> _MATERIAL PROVIDED_:
____________
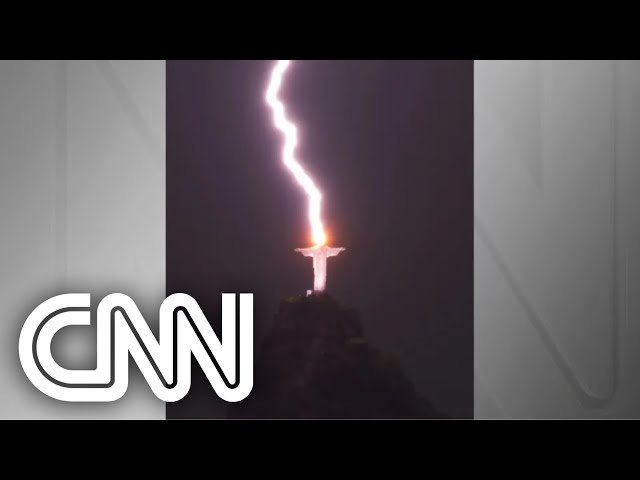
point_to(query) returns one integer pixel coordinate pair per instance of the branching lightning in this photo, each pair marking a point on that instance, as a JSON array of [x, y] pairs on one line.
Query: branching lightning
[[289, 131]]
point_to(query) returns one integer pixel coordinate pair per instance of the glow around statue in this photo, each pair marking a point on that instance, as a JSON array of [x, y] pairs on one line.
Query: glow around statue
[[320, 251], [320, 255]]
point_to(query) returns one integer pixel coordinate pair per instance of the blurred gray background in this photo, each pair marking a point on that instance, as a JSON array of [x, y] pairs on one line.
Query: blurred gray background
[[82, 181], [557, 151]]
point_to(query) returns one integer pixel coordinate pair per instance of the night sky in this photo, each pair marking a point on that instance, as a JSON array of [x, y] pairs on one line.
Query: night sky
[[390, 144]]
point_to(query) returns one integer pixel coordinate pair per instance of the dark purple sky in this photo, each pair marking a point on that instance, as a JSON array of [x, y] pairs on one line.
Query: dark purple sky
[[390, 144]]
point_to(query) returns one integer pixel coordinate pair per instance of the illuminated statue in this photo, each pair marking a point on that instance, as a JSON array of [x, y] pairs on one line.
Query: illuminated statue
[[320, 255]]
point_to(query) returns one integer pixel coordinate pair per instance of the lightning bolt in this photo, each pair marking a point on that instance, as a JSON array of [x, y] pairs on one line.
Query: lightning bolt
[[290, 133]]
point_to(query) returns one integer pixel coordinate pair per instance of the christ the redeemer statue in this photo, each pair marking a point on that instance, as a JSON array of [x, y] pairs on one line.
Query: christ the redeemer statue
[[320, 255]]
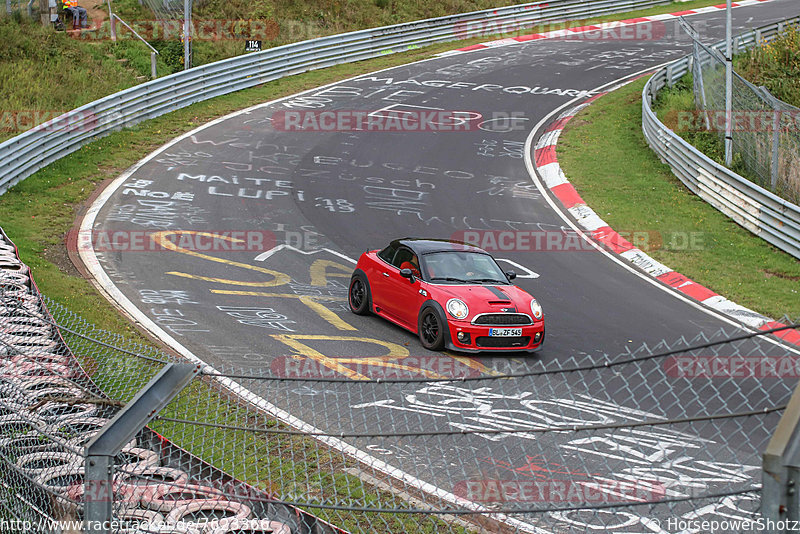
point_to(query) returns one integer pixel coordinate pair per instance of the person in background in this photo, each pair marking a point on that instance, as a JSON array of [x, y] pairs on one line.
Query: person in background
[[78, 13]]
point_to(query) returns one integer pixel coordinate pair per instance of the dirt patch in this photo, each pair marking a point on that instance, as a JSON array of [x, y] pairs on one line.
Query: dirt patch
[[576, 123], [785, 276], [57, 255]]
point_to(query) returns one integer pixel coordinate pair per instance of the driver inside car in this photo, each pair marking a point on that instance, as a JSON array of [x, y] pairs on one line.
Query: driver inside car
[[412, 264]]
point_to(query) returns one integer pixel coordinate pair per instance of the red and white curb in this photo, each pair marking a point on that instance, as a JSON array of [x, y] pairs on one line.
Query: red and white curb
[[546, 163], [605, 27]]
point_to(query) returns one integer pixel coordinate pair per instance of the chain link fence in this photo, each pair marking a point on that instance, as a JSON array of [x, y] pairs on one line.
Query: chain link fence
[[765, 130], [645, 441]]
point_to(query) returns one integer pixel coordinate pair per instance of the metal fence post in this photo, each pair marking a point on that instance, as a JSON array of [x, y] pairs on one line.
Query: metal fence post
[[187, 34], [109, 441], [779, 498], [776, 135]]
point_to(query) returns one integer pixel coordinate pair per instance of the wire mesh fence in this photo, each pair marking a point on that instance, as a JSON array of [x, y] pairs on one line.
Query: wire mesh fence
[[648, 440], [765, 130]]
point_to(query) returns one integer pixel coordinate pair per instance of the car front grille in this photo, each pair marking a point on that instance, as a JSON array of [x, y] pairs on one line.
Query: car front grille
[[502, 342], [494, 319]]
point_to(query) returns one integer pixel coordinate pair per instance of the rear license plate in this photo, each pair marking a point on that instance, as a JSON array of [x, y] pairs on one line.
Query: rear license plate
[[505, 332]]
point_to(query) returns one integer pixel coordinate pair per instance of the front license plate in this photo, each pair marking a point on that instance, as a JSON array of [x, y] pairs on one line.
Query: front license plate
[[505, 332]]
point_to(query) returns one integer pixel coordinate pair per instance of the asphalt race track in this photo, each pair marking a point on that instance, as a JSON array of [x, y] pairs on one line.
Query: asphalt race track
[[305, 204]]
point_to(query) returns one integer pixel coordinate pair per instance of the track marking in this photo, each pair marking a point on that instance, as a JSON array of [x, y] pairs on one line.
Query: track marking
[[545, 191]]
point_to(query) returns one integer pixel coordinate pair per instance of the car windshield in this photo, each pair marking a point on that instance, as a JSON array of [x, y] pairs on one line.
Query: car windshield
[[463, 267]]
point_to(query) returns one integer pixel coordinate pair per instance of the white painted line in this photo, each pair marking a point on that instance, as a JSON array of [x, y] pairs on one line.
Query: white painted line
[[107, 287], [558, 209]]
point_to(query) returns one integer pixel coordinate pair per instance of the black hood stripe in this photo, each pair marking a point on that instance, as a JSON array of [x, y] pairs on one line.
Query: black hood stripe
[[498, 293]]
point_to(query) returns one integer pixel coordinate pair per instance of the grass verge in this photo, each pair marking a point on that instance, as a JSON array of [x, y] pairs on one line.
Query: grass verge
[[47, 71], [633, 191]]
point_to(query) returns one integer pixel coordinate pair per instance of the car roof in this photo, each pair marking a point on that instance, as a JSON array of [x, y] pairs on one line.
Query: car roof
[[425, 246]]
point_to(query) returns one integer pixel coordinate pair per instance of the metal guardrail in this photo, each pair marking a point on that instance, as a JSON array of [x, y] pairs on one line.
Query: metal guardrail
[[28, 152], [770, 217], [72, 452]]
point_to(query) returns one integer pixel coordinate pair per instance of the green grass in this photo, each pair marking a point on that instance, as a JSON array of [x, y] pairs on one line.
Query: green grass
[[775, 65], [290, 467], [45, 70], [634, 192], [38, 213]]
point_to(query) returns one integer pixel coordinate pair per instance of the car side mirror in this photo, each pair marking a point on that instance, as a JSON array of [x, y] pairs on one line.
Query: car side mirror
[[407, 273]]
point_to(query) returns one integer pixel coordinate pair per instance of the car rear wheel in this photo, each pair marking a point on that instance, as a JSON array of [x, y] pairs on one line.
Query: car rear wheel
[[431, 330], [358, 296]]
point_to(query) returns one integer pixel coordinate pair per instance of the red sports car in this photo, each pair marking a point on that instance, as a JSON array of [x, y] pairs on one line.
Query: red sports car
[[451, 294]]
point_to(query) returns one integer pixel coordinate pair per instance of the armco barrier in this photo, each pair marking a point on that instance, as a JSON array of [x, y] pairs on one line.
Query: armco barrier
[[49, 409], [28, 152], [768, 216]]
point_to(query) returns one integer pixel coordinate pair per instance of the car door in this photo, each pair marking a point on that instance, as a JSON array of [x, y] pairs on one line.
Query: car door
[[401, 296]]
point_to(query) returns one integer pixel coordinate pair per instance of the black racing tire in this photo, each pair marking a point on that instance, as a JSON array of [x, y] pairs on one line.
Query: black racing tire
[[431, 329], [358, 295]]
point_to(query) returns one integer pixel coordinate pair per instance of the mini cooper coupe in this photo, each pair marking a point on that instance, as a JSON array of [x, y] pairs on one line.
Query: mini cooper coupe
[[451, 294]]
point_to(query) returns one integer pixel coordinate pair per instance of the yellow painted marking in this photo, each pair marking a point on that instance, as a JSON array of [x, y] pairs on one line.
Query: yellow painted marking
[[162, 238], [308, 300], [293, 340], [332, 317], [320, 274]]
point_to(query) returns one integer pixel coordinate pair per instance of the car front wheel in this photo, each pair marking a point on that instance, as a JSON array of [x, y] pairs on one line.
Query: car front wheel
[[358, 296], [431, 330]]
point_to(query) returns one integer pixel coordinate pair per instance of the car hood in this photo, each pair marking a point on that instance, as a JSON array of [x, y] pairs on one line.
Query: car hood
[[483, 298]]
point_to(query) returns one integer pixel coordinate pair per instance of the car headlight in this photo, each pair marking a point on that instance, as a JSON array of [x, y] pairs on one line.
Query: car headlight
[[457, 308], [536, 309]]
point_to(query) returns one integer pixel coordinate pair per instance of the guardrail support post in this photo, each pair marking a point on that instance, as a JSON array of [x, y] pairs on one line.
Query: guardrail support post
____________
> _STATED GOAL_:
Rewrite the entire listing above as a numbered list with no blank lines, and leave the pictures out of your answer.

> _RESPONSE FOR THIS EXERCISE_:
1. point_to(query) returns one integer pixel coordinate pair per instance of the branching lightning in this photo, each pair marking a point on that instance, as a JSON array of [x, y] pairs on one line.
2. Query: branching lightning
3. [[289, 131]]
4. point_to(query) returns one integer pixel coordinate pair per instance of the glow around statue in this photo, each pair marking a point on that instance, as a JSON array of [x, y] pairs on one line.
5. Query: glow around statue
6. [[320, 251], [320, 255]]
7. point_to(query) returns one integer pixel coordinate pair per instance of the blurred gray background in this photo, each pair marking a point on that instance, as a JSON array of [x, y] pairs on one line.
8. Query: blurred gray background
9. [[82, 181], [557, 151]]
10. point_to(query) returns one integer pixel coordinate pair per instance of the night sky in this photo, each pair marking a point on that instance, as a JSON array of [x, y] pairs on one line.
11. Query: night sky
12. [[390, 144]]
13. point_to(query) returns one integer pixel coordinate pair per instance of the dark purple sky in this photo, each pair marking a point on that instance, as a JSON array of [x, y] pairs on one line.
14. Query: dark purple sky
15. [[390, 144]]
16. point_to(query) returns one integer pixel coordinate pair per instance of the illuminated statue in this photo, each pair marking a point on that instance, as a JSON array of [x, y] pairs on one line.
17. Query: illuminated statue
18. [[320, 255]]
19. point_to(query) returns one integer pixel coordinate pair per instance of the lightning bolt in this photo, each pair marking a point on that instance, as a JSON array of [x, y] pairs on one line.
20. Query: lightning bolt
21. [[290, 133]]
22. point_to(query) returns one integer pixel coordinate pair per instance of the christ the redeemer statue in this photo, each pair marking a point on that instance, as a JSON array of [x, y] pairs on one line.
23. Query: christ the redeemer statue
24. [[320, 255]]
25. point_to(query) returns one integer pixel coordinate pair per instance of the person in background in this photo, each pair marking a point on that instance, as a JSON array of [x, y] pairs on one line.
26. Query: person in background
27. [[78, 13]]
28. point_to(query) returns one integer pixel coordinate pair per instance of the dirt patch in this photo, each pair marking a point on that instance, as a JSON array of [x, y] pairs on one line.
29. Query: dirt patch
30. [[576, 123], [785, 276], [57, 255]]
31. point_to(query) returns one integer pixel coordinate pair per instance of the driver inside car in this photo, each pair marking a point on that instance, as a JSON array of [x, y] pairs on one line.
32. Query: driver inside car
33. [[412, 264]]
34. point_to(query) returns one integer pixel coordinate pair per instance of the red and white curb in this photo, each pair marking a point on that instance, as a JSON array of [x, y] pairs on one line.
35. Query: red and white curb
36. [[546, 163], [605, 27]]
37. point_to(query) returns one integer pixel coordinate pair per instance of the chain link fence in this photo, each pair marking a point on that instance, as a JSON array of [x, y] pairs on one line.
38. Query: chain link fence
39. [[765, 130], [645, 441]]
40. point_to(query) returns one integer pixel coordinate pair per instance of the metal fence post in this photo, each pair marking a point on that instance, as a JSON array of [x, y] pairs on one line.
41. Query: metal fence post
42. [[187, 34], [109, 441], [779, 498], [776, 135]]
43. point_to(query) returns one integer pixel coordinate pair per instance of the wire mesh fence in this photo, each pair marking a point on that instance, as a JSON array of [x, y] pairs on one line.
44. Query: wire mesh fence
45. [[648, 440], [765, 130]]
46. point_to(query) returns one integer pixel coordinate pair per instance of the car front grille in this photo, each pair marking a point on that instance, as a JSON array of [x, y] pairs on one line.
47. Query: car front grille
48. [[502, 342], [494, 319]]
49. point_to(query) returns one integer pixel coordinate pair per instance of the rear license plate in this photo, each pair marking a point on that instance, as a JSON array of [x, y] pairs on one line.
50. Query: rear license plate
51. [[505, 332]]
52. point_to(query) returns one integer pixel coordinate pair per instance of the front license plate in this photo, each pair marking a point on that instance, as a JSON array of [x, y] pairs on one line.
53. Query: front license plate
54. [[505, 332]]
55. point_to(query) returns one integer pixel coordinate pair per instance of the asphalt race track in this photo, each pair marking a point on that instance, as a JSON array of [x, y] pairs on one line.
56. Query: asphalt race track
57. [[305, 204]]
58. point_to(query) returns one integer pixel coordinate pair per instance of the track marking in this photo, each pair marking a point on that instance, as a JSON array of [x, y] pairs on one line.
59. Query: track marking
60. [[545, 191]]
61. point_to(query) returns one integer pixel coordinate pair per instance of the car windshield in this photo, each pair marking a point on that instance, as a JSON array of [x, y] pairs on one line.
62. Query: car windshield
63. [[463, 267]]
64. point_to(query) returns one integer pixel coordinate pair per instance of the white painted line in this photo, each pair marking a point on that instance, as a JSON array of [x, y] pairs on one line.
65. Query: white painted line
66. [[107, 287], [558, 209]]
67. point_to(query) returns one integer pixel coordinate pair per instance of the black hood stripe in this photo, each pair marking a point on that instance, as a JSON array of [x, y] pairs on one line.
68. Query: black hood stripe
69. [[498, 293]]
70. point_to(query) returns one integer pixel coordinate pair per instance of the grass verge in this photo, each pair marking a point on that instance, as a JSON array of [x, y] pairs on one line.
71. Query: grass verge
72. [[47, 71], [633, 191]]
73. point_to(query) returns one integer pixel coordinate pair per instance of the car roof in this photo, each pair marking a point on that instance, as a JSON array of [x, y] pairs on one line.
74. Query: car roof
75. [[425, 246]]
76. point_to(query) returns one integer pixel coordinate pair per instance of the metal guardrail in this photo, each pair marking a point on that instance, as a JSON array of [x, y] pairs on one line.
77. Query: metal guardrail
78. [[28, 152], [770, 217], [72, 452]]
79. point_to(query) returns one integer pixel coordinate pair per instance of the green grass in this photo, each pair marking a point on that instance, as a JSON array of [x, y] pairs on one line.
80. Query: green grass
81. [[775, 65], [290, 467], [45, 70], [634, 192], [38, 213]]
82. point_to(query) returns one integer pixel coordinate pair per instance of the car side mirror in this photo, each pair marking a point on that instance, as a JSON array of [x, y] pairs on one line.
83. Query: car side mirror
84. [[407, 273]]
85. point_to(query) returns one integer pixel coordinate pair per instance of the car rear wheel in this photo, each pair marking a point on that instance, as a JSON array of [x, y] pairs on one line.
86. Query: car rear wheel
87. [[431, 330], [358, 296]]
88. point_to(query) returns one integer pixel coordinate pair per instance of the red sports car in this photo, each pair marking a point on that instance, as a JSON array of [x, y] pairs on one line.
89. Query: red sports car
90. [[451, 294]]
91. point_to(query) returns one integer pixel coordinate pair per instance of the armco barrier in this photo, each pair marking a point on that instance, as a JSON array of [x, y] pairs on one line.
92. Query: armco barrier
93. [[49, 409], [28, 152], [768, 216]]
94. point_to(query) returns one integer pixel coordinate pair per instance of the car door in this photo, each pair marking a point on that instance, as a JSON array of [x, y] pairs on one line.
95. Query: car door
96. [[401, 296]]
97. point_to(query) returns one integer pixel coordinate pair per instance of the black racing tire in this photo, each pair marking a point on that instance, as a JSON array of [x, y] pairs on one line.
98. Query: black racing tire
99. [[431, 329], [358, 295]]
100. point_to(query) returns one integer pixel coordinate pair per instance of the mini cooper coupe in this photo, each pair marking a point on that instance, as a JSON array of [x, y] pairs on one line.
101. Query: mini cooper coupe
102. [[451, 294]]
103. point_to(query) returns one integer pixel coordinate pair per instance of the yellow painted marking in this photo, each pair marking a point on that instance, as a JSON array of [x, y] pairs on one line.
104. Query: yellow painted marking
105. [[162, 238], [308, 300], [293, 340], [332, 317], [320, 274]]
106. point_to(query) returns one integer pixel coordinate pair per instance of the car front wheel in this photo, each pair marking a point on that instance, as a JSON array of [x, y] pairs on one line.
107. Query: car front wheel
108. [[358, 296], [431, 330]]
109. point_to(query) returns one integer pixel coordinate pair per instance of the car hood in this photo, each pair marking a point on that instance, as a JSON array of [x, y] pairs on one line.
110. Query: car hood
111. [[483, 298]]
112. point_to(query) returns one integer pixel coordinate pair per instance of the car headlight in this photo, each pair marking a point on that instance, as a JSON array of [x, y] pairs on one line.
113. Query: car headlight
114. [[457, 308], [536, 309]]
115. point_to(query) returns one integer pixel coordinate pair per instance of the guardrail support post in this photo, each pair marking a point on that instance, as a JSON array of [x, y] pairs on one line.
116. Query: guardrail support post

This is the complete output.